BEGIN

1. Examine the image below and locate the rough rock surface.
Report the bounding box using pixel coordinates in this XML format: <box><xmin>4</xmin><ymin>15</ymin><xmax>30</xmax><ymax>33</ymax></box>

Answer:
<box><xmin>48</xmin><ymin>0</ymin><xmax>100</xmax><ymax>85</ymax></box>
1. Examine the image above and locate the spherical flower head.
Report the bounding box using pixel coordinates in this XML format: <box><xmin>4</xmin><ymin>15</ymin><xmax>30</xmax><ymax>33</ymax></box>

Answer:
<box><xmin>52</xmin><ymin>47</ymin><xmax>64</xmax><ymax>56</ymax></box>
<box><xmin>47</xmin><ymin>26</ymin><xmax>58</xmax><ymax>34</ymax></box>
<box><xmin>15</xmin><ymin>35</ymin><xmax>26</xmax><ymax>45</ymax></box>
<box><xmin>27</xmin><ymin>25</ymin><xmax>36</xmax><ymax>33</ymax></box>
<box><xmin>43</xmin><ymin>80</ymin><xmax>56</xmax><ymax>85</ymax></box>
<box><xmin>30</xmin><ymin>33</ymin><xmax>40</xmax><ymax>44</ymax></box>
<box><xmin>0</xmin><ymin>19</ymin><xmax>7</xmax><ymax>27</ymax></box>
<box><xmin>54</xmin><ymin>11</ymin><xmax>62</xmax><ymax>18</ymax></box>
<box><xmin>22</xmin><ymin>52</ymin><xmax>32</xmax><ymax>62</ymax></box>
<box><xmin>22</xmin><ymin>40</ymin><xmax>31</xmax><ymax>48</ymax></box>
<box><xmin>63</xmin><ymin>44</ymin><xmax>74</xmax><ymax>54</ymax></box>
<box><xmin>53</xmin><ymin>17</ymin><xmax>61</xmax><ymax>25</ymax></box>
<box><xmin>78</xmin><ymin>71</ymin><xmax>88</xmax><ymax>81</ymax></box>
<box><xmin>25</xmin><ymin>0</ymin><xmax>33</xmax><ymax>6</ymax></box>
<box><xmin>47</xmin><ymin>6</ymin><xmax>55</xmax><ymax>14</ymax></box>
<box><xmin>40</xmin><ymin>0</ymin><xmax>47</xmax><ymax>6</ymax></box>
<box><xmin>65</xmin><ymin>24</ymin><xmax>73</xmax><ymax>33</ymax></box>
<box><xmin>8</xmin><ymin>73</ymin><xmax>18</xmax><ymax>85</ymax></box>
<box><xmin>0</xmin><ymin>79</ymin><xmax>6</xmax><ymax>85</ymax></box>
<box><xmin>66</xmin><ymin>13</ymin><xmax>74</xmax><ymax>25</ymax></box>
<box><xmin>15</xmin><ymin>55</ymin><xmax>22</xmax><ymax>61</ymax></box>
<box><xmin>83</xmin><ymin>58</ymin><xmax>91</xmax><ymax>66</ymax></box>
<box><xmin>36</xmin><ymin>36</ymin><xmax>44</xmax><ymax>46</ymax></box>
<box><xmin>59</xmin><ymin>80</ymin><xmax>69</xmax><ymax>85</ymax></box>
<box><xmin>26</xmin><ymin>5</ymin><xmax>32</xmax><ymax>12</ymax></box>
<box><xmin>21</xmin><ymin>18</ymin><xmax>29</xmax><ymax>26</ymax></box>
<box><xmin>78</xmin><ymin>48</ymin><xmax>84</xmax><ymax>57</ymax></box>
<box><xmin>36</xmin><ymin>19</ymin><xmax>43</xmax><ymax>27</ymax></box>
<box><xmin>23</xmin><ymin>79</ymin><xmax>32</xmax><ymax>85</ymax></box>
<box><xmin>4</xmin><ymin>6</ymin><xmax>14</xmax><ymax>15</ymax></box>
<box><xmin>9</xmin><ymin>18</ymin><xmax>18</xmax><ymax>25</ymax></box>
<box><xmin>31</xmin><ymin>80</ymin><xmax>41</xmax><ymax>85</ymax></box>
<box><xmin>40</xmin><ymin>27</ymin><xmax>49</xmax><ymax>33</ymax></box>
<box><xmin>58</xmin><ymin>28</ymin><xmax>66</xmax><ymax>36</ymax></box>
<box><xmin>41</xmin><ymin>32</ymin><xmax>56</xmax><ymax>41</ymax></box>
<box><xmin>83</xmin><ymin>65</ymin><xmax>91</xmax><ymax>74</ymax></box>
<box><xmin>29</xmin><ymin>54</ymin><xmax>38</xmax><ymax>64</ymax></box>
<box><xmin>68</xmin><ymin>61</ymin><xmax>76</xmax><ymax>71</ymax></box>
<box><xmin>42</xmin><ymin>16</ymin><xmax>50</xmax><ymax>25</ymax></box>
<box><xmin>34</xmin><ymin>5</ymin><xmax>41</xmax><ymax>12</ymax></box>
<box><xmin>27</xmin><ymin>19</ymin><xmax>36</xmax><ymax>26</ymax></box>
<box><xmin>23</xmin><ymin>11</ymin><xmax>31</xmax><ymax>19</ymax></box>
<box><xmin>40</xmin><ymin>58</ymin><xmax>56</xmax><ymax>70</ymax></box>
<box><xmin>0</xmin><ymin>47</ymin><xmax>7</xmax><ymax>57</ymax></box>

END

## How to complete this task
Each record needs to be duplicated exactly as given.

## Response box
1. Examine the image below and locate the rough rock surface.
Report the bounding box using pixel coordinates in this XML format: <box><xmin>4</xmin><ymin>15</ymin><xmax>30</xmax><ymax>33</ymax></box>

Answer:
<box><xmin>48</xmin><ymin>0</ymin><xmax>100</xmax><ymax>85</ymax></box>
1. Examine the image above and locate the spherical flower head.
Report the bounding box using pixel coordinates in this XML format: <box><xmin>4</xmin><ymin>15</ymin><xmax>30</xmax><ymax>33</ymax></box>

Answer:
<box><xmin>52</xmin><ymin>47</ymin><xmax>64</xmax><ymax>56</ymax></box>
<box><xmin>47</xmin><ymin>26</ymin><xmax>58</xmax><ymax>34</ymax></box>
<box><xmin>15</xmin><ymin>35</ymin><xmax>26</xmax><ymax>45</ymax></box>
<box><xmin>27</xmin><ymin>25</ymin><xmax>36</xmax><ymax>33</ymax></box>
<box><xmin>43</xmin><ymin>80</ymin><xmax>56</xmax><ymax>85</ymax></box>
<box><xmin>30</xmin><ymin>33</ymin><xmax>40</xmax><ymax>44</ymax></box>
<box><xmin>0</xmin><ymin>19</ymin><xmax>7</xmax><ymax>27</ymax></box>
<box><xmin>54</xmin><ymin>11</ymin><xmax>62</xmax><ymax>18</ymax></box>
<box><xmin>22</xmin><ymin>52</ymin><xmax>32</xmax><ymax>62</ymax></box>
<box><xmin>22</xmin><ymin>40</ymin><xmax>31</xmax><ymax>48</ymax></box>
<box><xmin>63</xmin><ymin>44</ymin><xmax>74</xmax><ymax>54</ymax></box>
<box><xmin>53</xmin><ymin>17</ymin><xmax>61</xmax><ymax>25</ymax></box>
<box><xmin>78</xmin><ymin>71</ymin><xmax>88</xmax><ymax>81</ymax></box>
<box><xmin>25</xmin><ymin>0</ymin><xmax>33</xmax><ymax>6</ymax></box>
<box><xmin>47</xmin><ymin>6</ymin><xmax>55</xmax><ymax>14</ymax></box>
<box><xmin>40</xmin><ymin>0</ymin><xmax>47</xmax><ymax>6</ymax></box>
<box><xmin>65</xmin><ymin>24</ymin><xmax>73</xmax><ymax>33</ymax></box>
<box><xmin>8</xmin><ymin>73</ymin><xmax>18</xmax><ymax>85</ymax></box>
<box><xmin>0</xmin><ymin>79</ymin><xmax>6</xmax><ymax>85</ymax></box>
<box><xmin>66</xmin><ymin>13</ymin><xmax>74</xmax><ymax>25</ymax></box>
<box><xmin>15</xmin><ymin>55</ymin><xmax>22</xmax><ymax>61</ymax></box>
<box><xmin>83</xmin><ymin>58</ymin><xmax>91</xmax><ymax>66</ymax></box>
<box><xmin>36</xmin><ymin>36</ymin><xmax>44</xmax><ymax>46</ymax></box>
<box><xmin>59</xmin><ymin>80</ymin><xmax>69</xmax><ymax>85</ymax></box>
<box><xmin>26</xmin><ymin>5</ymin><xmax>32</xmax><ymax>12</ymax></box>
<box><xmin>21</xmin><ymin>18</ymin><xmax>29</xmax><ymax>26</ymax></box>
<box><xmin>78</xmin><ymin>48</ymin><xmax>84</xmax><ymax>57</ymax></box>
<box><xmin>36</xmin><ymin>19</ymin><xmax>43</xmax><ymax>27</ymax></box>
<box><xmin>23</xmin><ymin>79</ymin><xmax>32</xmax><ymax>85</ymax></box>
<box><xmin>4</xmin><ymin>6</ymin><xmax>14</xmax><ymax>15</ymax></box>
<box><xmin>9</xmin><ymin>18</ymin><xmax>18</xmax><ymax>25</ymax></box>
<box><xmin>31</xmin><ymin>80</ymin><xmax>41</xmax><ymax>85</ymax></box>
<box><xmin>40</xmin><ymin>27</ymin><xmax>49</xmax><ymax>33</ymax></box>
<box><xmin>58</xmin><ymin>28</ymin><xmax>66</xmax><ymax>36</ymax></box>
<box><xmin>41</xmin><ymin>32</ymin><xmax>56</xmax><ymax>41</ymax></box>
<box><xmin>83</xmin><ymin>65</ymin><xmax>91</xmax><ymax>74</ymax></box>
<box><xmin>29</xmin><ymin>54</ymin><xmax>38</xmax><ymax>64</ymax></box>
<box><xmin>68</xmin><ymin>61</ymin><xmax>76</xmax><ymax>71</ymax></box>
<box><xmin>42</xmin><ymin>16</ymin><xmax>50</xmax><ymax>25</ymax></box>
<box><xmin>34</xmin><ymin>5</ymin><xmax>41</xmax><ymax>12</ymax></box>
<box><xmin>27</xmin><ymin>19</ymin><xmax>36</xmax><ymax>26</ymax></box>
<box><xmin>23</xmin><ymin>11</ymin><xmax>31</xmax><ymax>19</ymax></box>
<box><xmin>40</xmin><ymin>58</ymin><xmax>56</xmax><ymax>70</ymax></box>
<box><xmin>0</xmin><ymin>47</ymin><xmax>7</xmax><ymax>57</ymax></box>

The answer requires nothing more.